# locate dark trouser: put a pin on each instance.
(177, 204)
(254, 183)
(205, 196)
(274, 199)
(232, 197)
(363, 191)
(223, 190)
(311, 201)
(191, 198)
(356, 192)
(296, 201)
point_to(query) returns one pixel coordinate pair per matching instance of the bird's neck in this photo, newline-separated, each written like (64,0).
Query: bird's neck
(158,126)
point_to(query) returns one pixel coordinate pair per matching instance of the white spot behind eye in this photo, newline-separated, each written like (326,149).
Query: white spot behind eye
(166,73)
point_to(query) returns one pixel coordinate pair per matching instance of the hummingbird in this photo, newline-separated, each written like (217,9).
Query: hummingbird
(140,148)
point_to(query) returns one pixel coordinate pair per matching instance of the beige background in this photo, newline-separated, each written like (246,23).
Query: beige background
####
**Task details:**
Retype every record above exactly as it stands.

**Output of the exercise:**
# locate dark trouser: put a pin on each instance.
(177, 204)
(254, 183)
(205, 196)
(274, 199)
(232, 197)
(363, 191)
(223, 190)
(311, 201)
(191, 198)
(356, 192)
(296, 201)
point_to(query) returns one pixel coordinate pair per matching instance of the bird's neck in this photo, newline-separated, each written like (64,0).
Query: bird's neck
(158,126)
point_to(query) returns one pixel coordinate pair per matching instance of the white spot behind eye in this photo, newline-separated, each written like (326,149).
Query: white spot behind eye
(166,73)
point_to(query) returns one pixel coordinate pair per matching instance of the hummingbird in this photo, newline-separated, each written like (217,9).
Query: hummingbird
(140,148)
point_to(query) returns one pixel coordinate pair per matching instance of the beige background in this photo, newline-separated, each written like (246,23).
Query: beige background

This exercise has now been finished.